WHAT YOU WILL DO:
When responding, copy every record below exactly as it appears.

** Opening SOURCE RECORDS block **

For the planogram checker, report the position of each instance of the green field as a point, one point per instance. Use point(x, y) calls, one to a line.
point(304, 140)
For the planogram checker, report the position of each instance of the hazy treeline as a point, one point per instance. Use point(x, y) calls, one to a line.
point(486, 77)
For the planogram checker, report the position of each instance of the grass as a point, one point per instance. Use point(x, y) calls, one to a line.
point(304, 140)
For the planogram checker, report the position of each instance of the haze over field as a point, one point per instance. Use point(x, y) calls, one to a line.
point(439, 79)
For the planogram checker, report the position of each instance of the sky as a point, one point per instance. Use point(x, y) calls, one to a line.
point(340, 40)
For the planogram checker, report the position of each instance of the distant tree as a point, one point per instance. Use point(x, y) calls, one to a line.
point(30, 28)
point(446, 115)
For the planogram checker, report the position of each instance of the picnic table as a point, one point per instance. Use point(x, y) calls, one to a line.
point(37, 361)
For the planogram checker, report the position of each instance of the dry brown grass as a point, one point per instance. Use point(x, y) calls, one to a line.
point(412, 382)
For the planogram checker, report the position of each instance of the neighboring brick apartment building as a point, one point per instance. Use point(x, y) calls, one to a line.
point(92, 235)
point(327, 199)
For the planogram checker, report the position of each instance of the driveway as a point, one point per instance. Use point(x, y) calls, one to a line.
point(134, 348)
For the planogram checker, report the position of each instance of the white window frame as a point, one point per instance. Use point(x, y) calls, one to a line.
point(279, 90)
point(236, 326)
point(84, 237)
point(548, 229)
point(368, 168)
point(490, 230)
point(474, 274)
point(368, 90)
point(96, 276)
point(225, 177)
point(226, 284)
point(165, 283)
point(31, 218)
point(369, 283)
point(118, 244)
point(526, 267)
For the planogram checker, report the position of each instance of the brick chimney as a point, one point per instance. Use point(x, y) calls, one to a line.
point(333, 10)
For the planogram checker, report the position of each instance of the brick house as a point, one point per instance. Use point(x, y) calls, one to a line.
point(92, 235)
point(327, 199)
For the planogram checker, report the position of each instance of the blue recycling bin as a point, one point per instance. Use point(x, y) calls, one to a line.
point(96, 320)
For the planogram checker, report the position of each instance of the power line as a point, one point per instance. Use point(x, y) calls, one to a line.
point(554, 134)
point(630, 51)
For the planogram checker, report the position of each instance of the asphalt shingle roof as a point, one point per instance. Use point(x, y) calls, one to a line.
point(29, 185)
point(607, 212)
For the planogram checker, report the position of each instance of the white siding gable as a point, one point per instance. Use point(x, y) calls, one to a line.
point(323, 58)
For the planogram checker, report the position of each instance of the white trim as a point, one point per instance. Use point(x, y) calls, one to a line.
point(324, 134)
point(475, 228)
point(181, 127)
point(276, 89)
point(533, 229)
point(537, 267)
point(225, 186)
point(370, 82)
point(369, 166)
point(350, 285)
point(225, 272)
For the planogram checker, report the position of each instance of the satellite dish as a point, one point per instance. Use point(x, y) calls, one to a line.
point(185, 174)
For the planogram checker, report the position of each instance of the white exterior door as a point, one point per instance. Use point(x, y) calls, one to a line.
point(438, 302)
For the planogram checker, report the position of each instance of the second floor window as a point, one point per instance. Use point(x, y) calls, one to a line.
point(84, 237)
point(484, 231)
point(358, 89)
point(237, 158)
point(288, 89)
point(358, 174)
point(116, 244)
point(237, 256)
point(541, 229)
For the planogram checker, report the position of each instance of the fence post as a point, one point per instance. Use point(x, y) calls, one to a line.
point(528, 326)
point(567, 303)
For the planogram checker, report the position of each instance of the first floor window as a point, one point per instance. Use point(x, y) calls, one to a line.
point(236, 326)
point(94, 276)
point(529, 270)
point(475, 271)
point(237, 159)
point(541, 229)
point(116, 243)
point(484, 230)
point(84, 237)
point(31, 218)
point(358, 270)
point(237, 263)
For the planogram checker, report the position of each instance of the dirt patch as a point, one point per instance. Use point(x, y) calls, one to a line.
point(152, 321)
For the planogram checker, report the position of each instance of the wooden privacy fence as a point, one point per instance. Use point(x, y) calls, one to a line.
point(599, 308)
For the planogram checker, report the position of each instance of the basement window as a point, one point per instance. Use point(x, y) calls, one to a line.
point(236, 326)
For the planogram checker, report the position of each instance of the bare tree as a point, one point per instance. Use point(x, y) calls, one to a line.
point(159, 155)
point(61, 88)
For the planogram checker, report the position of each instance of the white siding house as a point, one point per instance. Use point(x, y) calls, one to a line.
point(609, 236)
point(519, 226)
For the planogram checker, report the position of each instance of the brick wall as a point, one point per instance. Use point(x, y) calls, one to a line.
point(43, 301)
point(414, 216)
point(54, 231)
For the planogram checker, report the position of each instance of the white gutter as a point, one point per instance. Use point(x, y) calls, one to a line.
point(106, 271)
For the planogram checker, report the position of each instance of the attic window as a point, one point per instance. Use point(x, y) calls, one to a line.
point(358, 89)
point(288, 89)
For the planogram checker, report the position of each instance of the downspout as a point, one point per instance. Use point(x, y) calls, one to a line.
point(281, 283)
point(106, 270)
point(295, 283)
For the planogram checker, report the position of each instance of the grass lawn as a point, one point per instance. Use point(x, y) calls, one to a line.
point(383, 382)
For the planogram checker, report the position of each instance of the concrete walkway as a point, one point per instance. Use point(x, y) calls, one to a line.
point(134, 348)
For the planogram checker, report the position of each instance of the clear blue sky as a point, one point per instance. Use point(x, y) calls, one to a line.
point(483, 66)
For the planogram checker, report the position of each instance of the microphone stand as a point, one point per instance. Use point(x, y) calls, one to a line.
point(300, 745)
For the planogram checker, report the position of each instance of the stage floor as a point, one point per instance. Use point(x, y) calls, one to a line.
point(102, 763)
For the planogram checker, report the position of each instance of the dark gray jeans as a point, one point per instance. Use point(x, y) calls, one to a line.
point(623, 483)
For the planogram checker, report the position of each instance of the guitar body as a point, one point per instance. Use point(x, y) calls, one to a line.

** Closing SOURCE RECORDS block **

ANSWER:
For the planogram checker, report the position of each instance of the green field as a point, one point per instance. Use point(x, y) calls, one to a line.
point(304, 140)
For the planogram checker, report the position of each instance of the hazy treeline as a point, one point per instance. Use point(x, y) calls, one to a line.
point(486, 77)
For the planogram checker, report the position of each instance of the grass as a point, one point per instance. Use point(x, y) calls, one to a line.
point(304, 140)
For the planogram checker, report the position of each instance of the haze over field as a point, one point per instance. Use point(x, y) calls, one to a line.
point(439, 79)
For the planogram checker, report the position of each instance of the sky as a point, one point per instance. Use point(x, y) calls, one to a line.
point(340, 40)
For the planogram checker, report the position of each instance of the distant tree as a point, one point per instance. Use point(x, y) calls, one to a line.
point(30, 28)
point(446, 115)
For the planogram checker, report the position of each instance of the picnic table as a point, one point per instance. Use point(x, y) calls, one to a line.
point(37, 361)
For the planogram checker, report the position of each instance of the dry brown grass as a point, one point per instance. Use point(x, y) calls, one to a line.
point(412, 382)
For the planogram checker, report the position of each instance of the neighboring brick apartment building as a point, one point per instance. Use point(x, y) calls, one to a line.
point(92, 235)
point(327, 199)
For the planogram checker, report the position of each instance of the driveway as a point, one point per instance. Use point(x, y) calls, one to a line.
point(134, 348)
For the planogram checker, report the position of each instance of the white window frame as a point, one point per instance. Use point(x, y) calls, one to a line.
point(279, 90)
point(236, 326)
point(84, 237)
point(548, 229)
point(368, 168)
point(490, 230)
point(474, 274)
point(368, 90)
point(96, 276)
point(225, 177)
point(226, 284)
point(165, 283)
point(31, 218)
point(369, 283)
point(118, 244)
point(526, 267)
For the planogram checker, report the position of each instance of the brick chimney as a point, one point per instance. Use point(x, y) calls, one to a line.
point(333, 10)
For the planogram checker, report the position of each instance of the brick house as a point, one point per instance. Use point(x, y) calls, one to a line.
point(92, 235)
point(327, 199)
For the planogram checker, report the position of each instance of the blue recycling bin as a point, one point per instance. Use point(x, y) calls, one to a line.
point(96, 320)
For the planogram checker, report the position of each instance of the power line as a point, one point per instance. Use point(x, y) calls, one to a line.
point(554, 134)
point(630, 51)
For the planogram checker, report the position of each instance of the asphalt shingle roof as a point, one point per instance. Use point(x, y) calls, one to a line.
point(29, 185)
point(607, 212)
For the planogram checker, report the position of each instance of the white siding gable as a point, one point per instance. Use point(x, y) calls, one to a line.
point(323, 58)
For the planogram checker, report the position of each instance of the white trim as a point, one point per instance. Use point(x, y) calls, one to a line.
point(324, 134)
point(475, 228)
point(181, 127)
point(276, 89)
point(533, 229)
point(537, 267)
point(225, 186)
point(370, 82)
point(369, 166)
point(350, 285)
point(225, 272)
For the planogram checker, report the position of each instance of the satellite dish as a point, one point per instance. Use point(x, y) calls, one to a line.
point(185, 174)
For the planogram checker, report the position of each instance of the white exterior door as a point, one point per instance. Use point(x, y) calls, one to a line.
point(438, 302)
For the planogram checker, report the position of each instance of the second floor window as a point, one point per instance. Use point(x, y) calls, one to a line.
point(84, 237)
point(484, 231)
point(358, 89)
point(237, 158)
point(288, 89)
point(358, 174)
point(116, 244)
point(237, 256)
point(541, 229)
For the planogram checker, report the position of each instance of the fence post as a point, one point per instance. Use point(x, y) calls, one to a line.
point(528, 326)
point(567, 303)
For the planogram checker, report the position of each instance of the first floor window as a point, one point per instance. Use point(x, y) calls, one to a line.
point(236, 326)
point(94, 276)
point(529, 270)
point(475, 271)
point(237, 159)
point(541, 229)
point(116, 243)
point(484, 230)
point(84, 237)
point(31, 218)
point(358, 270)
point(237, 263)
For the planogram checker, report the position of each instance of the dirt patch as a point, one point per instance. Use point(x, y) calls, one to a line.
point(152, 321)
For the planogram checker, report the position of each instance of the wooden privacy fence as a point, one point per instance. Use point(x, y) calls, one to a line.
point(599, 308)
For the planogram checker, report the position of each instance of the basement window as a point, one point per instance. Use point(x, y) calls, one to a line.
point(236, 326)
For the planogram checker, report the position of each instance of the bare tree as a point, one point per instance. Use point(x, y) calls, one to a line.
point(159, 155)
point(61, 88)
For the planogram checker, report the position of each instance of the white siding house as a point, one point per instance. Use point(x, y) calls, one to a line.
point(609, 236)
point(519, 226)
For the planogram checker, report the position of each instance of the brick wall as a point, one point per instance. Use point(x, y) calls, one to a line.
point(43, 301)
point(414, 216)
point(54, 231)
For the planogram checker, report the position of each instance of the white gutter as a point, one point per instance. Use point(x, y) calls, one to a line.
point(106, 271)
For the planogram checker, report the position of each instance of the attic window as a point, one point per instance. Use point(x, y) calls, one to a line.
point(358, 89)
point(288, 89)
For the planogram checker, report the position of each instance of the downspout as a point, one point per instance. Use point(x, y) calls, one to a line.
point(281, 283)
point(106, 270)
point(295, 283)
For the planogram checker, report the position of each instance of the grass lawn as a point, one point per instance. Use point(x, y) calls, one to a line.
point(383, 382)
For the planogram checker, report the position of each instance of the concrete walkway as a point, one point per instance. Use point(x, y) calls, one to a line.
point(134, 348)
For the planogram checker, report the position of each instance of the clear blue sky as a point, one point per instance. Use point(x, y) calls, one to a line.
point(483, 66)
For the planogram checker, report the position of each instance of the microphone stand as a point, one point per instance. Use point(x, y) calls, one to a line.
point(300, 745)
For the planogram checker, report the position of each instance of the stage floor as a point, one point per instance. Use point(x, y) calls, one to a line.
point(102, 763)
For the planogram checker, report the position of each instance of the dark gray jeans as a point, one point per instance. Use point(x, y) calls, one to a line.
point(623, 483)
For the planogram checker, report the position of each instance of the guitar body as a point, one point per instance. Use point(x, y) calls, one to a line.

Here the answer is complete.